▸ **Provided data**:
--- START ---
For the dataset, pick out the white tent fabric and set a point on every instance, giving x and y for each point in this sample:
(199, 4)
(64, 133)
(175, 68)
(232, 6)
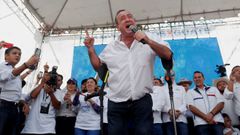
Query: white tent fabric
(76, 14)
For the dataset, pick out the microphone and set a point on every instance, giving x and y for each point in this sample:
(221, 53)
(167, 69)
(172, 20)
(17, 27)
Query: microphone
(95, 94)
(167, 65)
(134, 29)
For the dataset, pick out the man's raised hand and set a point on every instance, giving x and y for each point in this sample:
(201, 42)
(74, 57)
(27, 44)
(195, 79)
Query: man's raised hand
(89, 41)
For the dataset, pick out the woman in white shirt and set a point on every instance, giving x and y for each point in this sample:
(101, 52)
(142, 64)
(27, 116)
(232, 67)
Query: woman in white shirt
(88, 118)
(66, 117)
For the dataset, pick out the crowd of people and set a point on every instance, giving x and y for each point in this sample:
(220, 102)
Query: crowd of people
(136, 102)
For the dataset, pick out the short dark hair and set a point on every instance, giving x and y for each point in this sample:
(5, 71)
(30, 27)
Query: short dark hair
(7, 51)
(83, 81)
(199, 72)
(93, 79)
(235, 67)
(119, 11)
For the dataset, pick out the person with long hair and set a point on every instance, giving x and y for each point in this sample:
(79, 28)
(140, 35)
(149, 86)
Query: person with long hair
(88, 118)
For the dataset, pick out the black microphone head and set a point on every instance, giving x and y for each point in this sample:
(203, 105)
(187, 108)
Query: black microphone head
(133, 28)
(102, 71)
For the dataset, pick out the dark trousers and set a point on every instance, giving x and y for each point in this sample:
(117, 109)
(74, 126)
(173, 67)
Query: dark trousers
(8, 119)
(182, 128)
(216, 129)
(65, 125)
(105, 129)
(140, 111)
(190, 126)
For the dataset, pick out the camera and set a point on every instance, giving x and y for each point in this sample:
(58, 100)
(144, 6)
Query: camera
(53, 77)
(37, 53)
(221, 70)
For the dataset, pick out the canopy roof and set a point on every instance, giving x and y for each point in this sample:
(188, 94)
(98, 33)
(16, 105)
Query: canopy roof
(77, 14)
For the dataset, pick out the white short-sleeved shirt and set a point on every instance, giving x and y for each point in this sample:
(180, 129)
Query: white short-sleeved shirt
(40, 123)
(87, 118)
(130, 69)
(205, 100)
(10, 85)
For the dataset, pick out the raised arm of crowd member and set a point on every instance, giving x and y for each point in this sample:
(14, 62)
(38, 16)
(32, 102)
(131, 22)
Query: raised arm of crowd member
(89, 43)
(50, 91)
(33, 60)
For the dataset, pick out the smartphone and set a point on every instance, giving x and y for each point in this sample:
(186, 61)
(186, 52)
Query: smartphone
(40, 74)
(37, 52)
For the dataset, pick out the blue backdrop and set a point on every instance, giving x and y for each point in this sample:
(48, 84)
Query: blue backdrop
(201, 54)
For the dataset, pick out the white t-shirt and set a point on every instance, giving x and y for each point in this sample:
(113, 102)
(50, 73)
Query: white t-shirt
(205, 100)
(41, 123)
(159, 103)
(10, 85)
(130, 69)
(87, 118)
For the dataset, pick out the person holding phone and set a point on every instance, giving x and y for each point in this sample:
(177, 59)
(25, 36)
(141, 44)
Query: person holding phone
(11, 88)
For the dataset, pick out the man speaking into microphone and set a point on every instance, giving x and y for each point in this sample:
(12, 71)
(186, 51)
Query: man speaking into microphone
(130, 59)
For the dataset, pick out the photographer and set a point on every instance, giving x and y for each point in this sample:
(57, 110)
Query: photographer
(46, 100)
(11, 88)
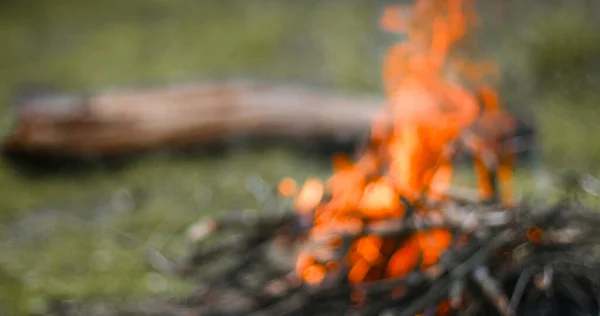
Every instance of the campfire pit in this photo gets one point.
(386, 234)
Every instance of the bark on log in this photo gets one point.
(126, 121)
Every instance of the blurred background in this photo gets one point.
(84, 236)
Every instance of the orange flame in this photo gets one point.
(429, 108)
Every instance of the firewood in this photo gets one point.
(124, 121)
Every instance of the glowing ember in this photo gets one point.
(429, 114)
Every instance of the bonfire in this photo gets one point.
(387, 234)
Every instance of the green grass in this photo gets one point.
(79, 242)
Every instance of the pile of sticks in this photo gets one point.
(503, 261)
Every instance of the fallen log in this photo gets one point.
(128, 121)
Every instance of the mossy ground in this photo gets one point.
(78, 237)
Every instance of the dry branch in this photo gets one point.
(124, 121)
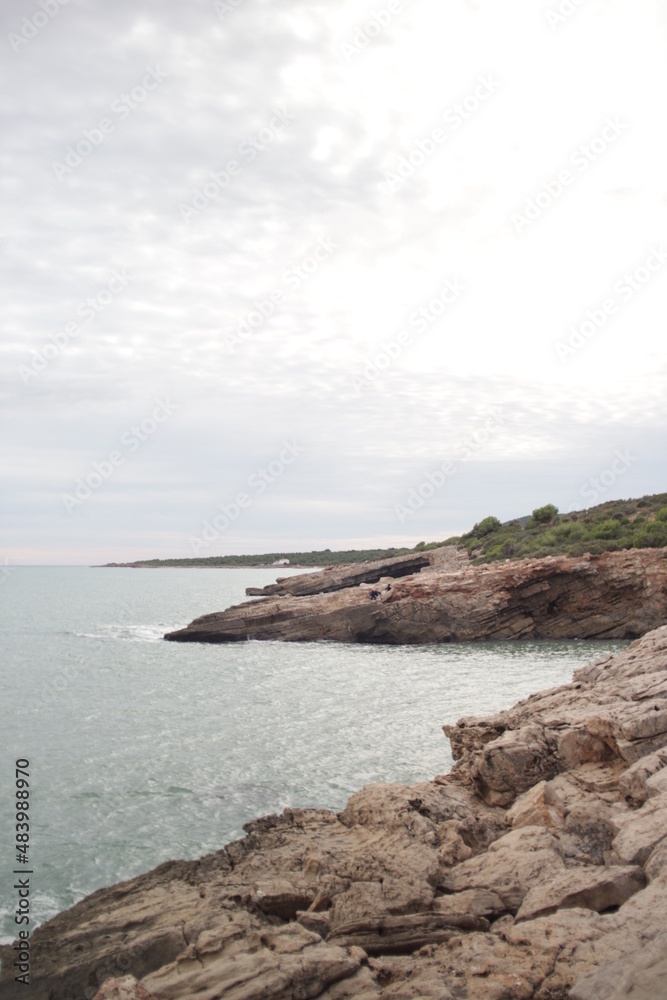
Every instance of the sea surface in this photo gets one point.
(142, 750)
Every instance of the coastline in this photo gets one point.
(534, 868)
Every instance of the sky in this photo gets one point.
(325, 274)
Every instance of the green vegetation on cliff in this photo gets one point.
(323, 557)
(609, 527)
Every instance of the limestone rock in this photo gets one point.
(354, 574)
(539, 806)
(641, 976)
(443, 889)
(590, 887)
(640, 832)
(614, 595)
(125, 988)
(511, 866)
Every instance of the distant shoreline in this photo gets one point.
(202, 566)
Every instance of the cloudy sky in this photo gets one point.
(321, 273)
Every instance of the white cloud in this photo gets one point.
(323, 175)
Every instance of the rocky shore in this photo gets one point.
(536, 869)
(615, 595)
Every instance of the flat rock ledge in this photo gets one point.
(536, 869)
(618, 595)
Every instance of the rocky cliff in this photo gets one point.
(536, 869)
(332, 578)
(614, 595)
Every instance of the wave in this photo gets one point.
(126, 633)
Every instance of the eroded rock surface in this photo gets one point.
(537, 869)
(615, 595)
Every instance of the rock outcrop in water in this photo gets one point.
(615, 595)
(536, 869)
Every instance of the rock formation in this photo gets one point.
(615, 595)
(332, 578)
(536, 869)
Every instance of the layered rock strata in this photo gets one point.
(536, 869)
(333, 578)
(615, 595)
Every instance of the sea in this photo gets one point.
(140, 750)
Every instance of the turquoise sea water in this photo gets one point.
(142, 750)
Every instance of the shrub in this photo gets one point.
(486, 526)
(546, 514)
(607, 529)
(652, 536)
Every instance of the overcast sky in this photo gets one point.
(319, 273)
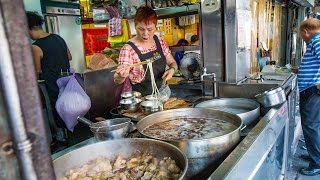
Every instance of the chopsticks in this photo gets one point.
(137, 64)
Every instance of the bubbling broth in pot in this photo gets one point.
(183, 128)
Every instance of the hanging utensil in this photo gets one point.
(164, 91)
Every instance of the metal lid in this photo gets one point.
(190, 65)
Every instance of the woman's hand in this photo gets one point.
(122, 72)
(168, 73)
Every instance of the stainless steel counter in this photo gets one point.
(265, 151)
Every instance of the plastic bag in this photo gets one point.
(72, 101)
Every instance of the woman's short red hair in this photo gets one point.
(145, 14)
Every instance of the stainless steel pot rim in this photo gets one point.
(253, 102)
(195, 140)
(123, 140)
(150, 104)
(102, 127)
(130, 94)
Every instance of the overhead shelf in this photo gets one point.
(176, 11)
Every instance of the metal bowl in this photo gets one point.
(129, 105)
(150, 98)
(124, 147)
(149, 107)
(130, 94)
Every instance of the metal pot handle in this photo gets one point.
(243, 126)
(85, 121)
(132, 127)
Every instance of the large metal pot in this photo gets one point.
(272, 97)
(109, 129)
(203, 154)
(248, 110)
(124, 147)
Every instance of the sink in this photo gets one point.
(245, 90)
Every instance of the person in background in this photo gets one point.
(308, 83)
(145, 45)
(179, 54)
(195, 41)
(51, 57)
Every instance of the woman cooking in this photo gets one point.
(144, 46)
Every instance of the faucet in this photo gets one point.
(242, 80)
(214, 84)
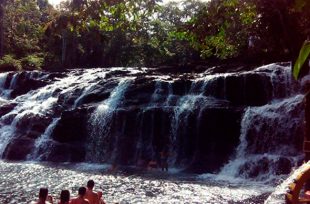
--- END ---
▸ **What is required**: Restate, word for word, all of the material above, leaving out the images.

▸ **Written reply**:
For the dataset, pick out the white tent fabric and set a point on every instance, giving x and y for each point in this sample:
(199, 4)
(64, 133)
(175, 68)
(232, 6)
Query: white tent fabric
(76, 14)
For the dataset, pick out the microphone and set a point on every instance, giving x and y for each point in this sample:
(221, 53)
(167, 69)
(172, 20)
(17, 27)
Query: microphone
(95, 94)
(167, 65)
(134, 29)
For the dataset, pick out the man's raised hand and set a point on every instance, giving x and y for each point in this sample:
(201, 42)
(74, 57)
(27, 44)
(195, 79)
Query: man's raised hand
(89, 41)
For the dataset, pick out the woman in white shirt and set a point on every instance, giving x and y for each point in this sample:
(101, 52)
(142, 64)
(27, 116)
(232, 67)
Query: woman in white shirt
(88, 118)
(66, 117)
For the dataset, pick out the crowd of people and set a point on every instance, giving x and y for each point in this sample:
(220, 102)
Query: crowd of people
(136, 102)
For the dataset, pick out the short dark hair and set a point on every instance, giving x and y for each point in this sample:
(5, 71)
(30, 27)
Query: short dark hair
(7, 51)
(83, 81)
(199, 72)
(93, 79)
(235, 67)
(119, 11)
For the dataset, pick out the person with long hair and set a point on every instance, giving x and y for each point in this sample:
(79, 28)
(140, 35)
(149, 86)
Query: person with long hair
(88, 118)
For the dataset, pick out the black microphone head and set a point on every instance, giving x and y for each point in this sample:
(203, 105)
(187, 108)
Query: black microphone head
(133, 28)
(102, 71)
For the dataset, pick out the dark trousers and set a point on every instance, giving x and y for each point in this sample:
(117, 109)
(74, 126)
(173, 67)
Query: dark trousers
(8, 119)
(182, 128)
(216, 129)
(65, 125)
(105, 129)
(140, 111)
(190, 126)
For the dataset, pick out the camera and set a point on every instance, giving x and y for each point in this sample:
(58, 100)
(144, 6)
Query: camera
(53, 77)
(37, 53)
(221, 70)
For the dataset, pick out the canopy roof and set a point on every instance, giving x and y for each point in this sample:
(188, 94)
(98, 33)
(16, 105)
Query: canopy roof
(77, 14)
For the dataset, pick out the white short-sleeved shirt and set a point on every instance, giving x and y for each point in this sample:
(180, 129)
Query: white short-sleeved shirt
(40, 123)
(87, 118)
(130, 69)
(205, 100)
(10, 85)
For the dataset, pick out the raised arm of crowd member and set a point on every instance, giving x and y for each point in this sample:
(14, 62)
(38, 16)
(32, 102)
(131, 22)
Query: raised arm of crowd member
(89, 43)
(50, 91)
(33, 60)
For the dataset, pick out the smartphone and set a point on every instance, giving x and y for each point in this sample:
(186, 61)
(186, 52)
Query: smartphone
(40, 74)
(37, 52)
For the dataset, pick out the blue backdrop and set a point on every instance, giving x and y for each point in this sample:
(48, 84)
Query: blue backdrop
(201, 54)
For the dataset, pick out the white t-shirt and set a point on every instance, giving x and y for each point in this sample:
(113, 102)
(50, 73)
Query: white t-shirt
(205, 100)
(41, 123)
(159, 103)
(10, 85)
(130, 69)
(87, 118)
For the dataset, pick out the person holding phone and set a point on every instance, giving x and y for each point in this sample:
(177, 59)
(25, 36)
(141, 44)
Query: person holding phone
(11, 88)
For the dataset, pick out the man speaking into microphone and set a point on every instance, giving x and y for each point in this sample:
(12, 71)
(186, 51)
Query: man speaking into microphone
(130, 59)
For the dataset, pick out the photographer and set a point on every instance, giving x and y for each point in this sample:
(57, 110)
Query: photographer
(46, 100)
(11, 88)
Every instance of the campfire pit in this photo gets one point.
(386, 234)
Every instance of the bark on log in this photo gets one point.
(126, 121)
Every instance of the blurred background in this photo gets one point.
(84, 236)
Every instance of the orange flame in this photo gets one point.
(429, 108)
Every instance of the firewood in this photo gets one point.
(124, 121)
Every instance of the glowing ember in this photo gets one point.
(429, 114)
Every instance of the bonfire in this photo gets one point.
(387, 234)
Every instance of the green grass in this photo gets one point.
(79, 242)
Every instance of the pile of sticks in this photo gets one point.
(503, 261)
Every instance of the fallen log in this photo gets one point.
(128, 121)
Every instance of the mossy ground in this photo gets one point.
(78, 237)
Every instance of the dry branch in this photo gets one point.
(124, 121)
Every instance of the sea surface in this photo gets one point.
(142, 750)
Every instance of the coastline in this photo gets one point.
(534, 868)
Every instance of the sky in this photo gets one point.
(325, 274)
Every instance of the green vegetation on cliff in this photo gets one point.
(323, 557)
(609, 527)
Every instance of the limestone rock in this photo gets one point.
(354, 574)
(539, 806)
(641, 976)
(443, 889)
(590, 887)
(640, 832)
(614, 595)
(125, 988)
(511, 866)
Every instance of the distant shoreline in this photo gets one point.
(202, 566)
Every instance of the cloudy sky in this photo gets one point.
(321, 273)
Every instance of the white cloud in this photo gets one point.
(323, 175)
Every instance of the rocky shore in this photo gets one point.
(536, 869)
(615, 595)
Every instance of the flat rock ledge in this photo gets one point.
(536, 869)
(618, 595)
Every instance of the rocky cliff in this photo gets one point.
(536, 869)
(332, 578)
(614, 595)
Every instance of the wave in this photo gets one point.
(126, 633)
Every instance of the eroded rock surface in this photo gets one point.
(537, 869)
(615, 595)
Every instance of the rock outcrop in water in this photo gets one point.
(615, 595)
(536, 869)
Every instance of the rock formation in this photo gets one point.
(615, 595)
(332, 578)
(536, 869)
Every instance of the layered rock strata in this photo gets one point.
(536, 869)
(333, 578)
(615, 595)
Every instance of the sea in this photo gets one point.
(140, 750)
Every instance of the turquoise sea water in this photo gets one point.
(142, 750)
Every instance of the shrub in this photo gets one point.
(486, 526)
(546, 514)
(607, 529)
(652, 536)
Every instance of the overcast sky in this photo gets one point.
(319, 273)
Every instance of the chopsticks in this photo gets one point.
(137, 64)
Every instance of the bubbling broth in pot in this photo gets one point.
(183, 128)
Every instance of the hanging utensil in this photo gets one point.
(164, 91)
Every instance of the metal lid in this photo gets one point.
(190, 65)
Every instance of the woman's hand in this photo gets one point.
(122, 72)
(168, 73)
Every instance of the stainless steel counter in this photo gets one point.
(265, 151)
Every instance of the plastic bag in this photo gets one point.
(72, 101)
Every instance of the woman's short red hair in this photo gets one point.
(145, 14)
Every instance of the stainless steel pot rim in this photo gets one point.
(253, 102)
(195, 140)
(123, 140)
(150, 104)
(102, 127)
(130, 94)
Every instance of the overhead shelf in this photo gets one point.
(176, 11)
Every instance of the metal bowl in this photo gets one point.
(129, 105)
(150, 98)
(124, 147)
(149, 107)
(130, 94)
Every instance of the metal pot handle in this photo gets one point.
(243, 126)
(85, 121)
(132, 127)
Every instance of the large metal pot in this photo gets one point.
(272, 97)
(109, 129)
(203, 154)
(248, 110)
(124, 147)
Every instance of the sink in this photo gets one point.
(245, 90)
Every instance of the person in background in this photo gets one point.
(308, 83)
(145, 45)
(179, 54)
(195, 41)
(51, 57)
Every instance of the woman cooking in this photo gets one point.
(144, 46)
Every instance of the faucet in this photo gets one point.
(242, 80)
(214, 84)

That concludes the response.